▸ **Exercise prompt**:
Please quote exactly the lines below from the line containing "positive clicks: (6, 26) (5, 27)" to the line containing "negative clicks: (94, 22)", both lines included, and nothing else.

■ ■ ■

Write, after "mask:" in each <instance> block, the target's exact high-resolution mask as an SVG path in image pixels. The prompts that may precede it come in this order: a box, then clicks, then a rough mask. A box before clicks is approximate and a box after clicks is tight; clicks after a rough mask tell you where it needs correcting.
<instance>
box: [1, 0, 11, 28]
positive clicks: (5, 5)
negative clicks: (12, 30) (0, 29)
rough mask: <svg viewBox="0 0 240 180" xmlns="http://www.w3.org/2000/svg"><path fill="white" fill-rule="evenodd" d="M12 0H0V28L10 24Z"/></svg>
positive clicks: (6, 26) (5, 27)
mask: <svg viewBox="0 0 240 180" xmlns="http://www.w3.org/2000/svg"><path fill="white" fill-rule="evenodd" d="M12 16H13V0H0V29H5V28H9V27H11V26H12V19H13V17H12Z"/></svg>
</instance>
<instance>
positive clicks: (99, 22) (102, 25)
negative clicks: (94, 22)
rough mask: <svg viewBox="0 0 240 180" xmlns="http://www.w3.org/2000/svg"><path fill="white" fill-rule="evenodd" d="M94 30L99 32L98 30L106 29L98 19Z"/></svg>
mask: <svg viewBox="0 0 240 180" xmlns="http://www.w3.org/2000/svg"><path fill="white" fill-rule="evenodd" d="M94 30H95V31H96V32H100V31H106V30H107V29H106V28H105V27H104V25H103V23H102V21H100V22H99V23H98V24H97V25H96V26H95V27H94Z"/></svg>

■ ■ ■

▸ **Solution to the problem**:
positive clicks: (6, 26) (5, 27)
mask: <svg viewBox="0 0 240 180" xmlns="http://www.w3.org/2000/svg"><path fill="white" fill-rule="evenodd" d="M12 16H13V0H0V29H5V28H9V27H11V26H12V19H13V17H12Z"/></svg>
</instance>
<instance>
positive clicks: (99, 22) (102, 25)
negative clicks: (94, 22)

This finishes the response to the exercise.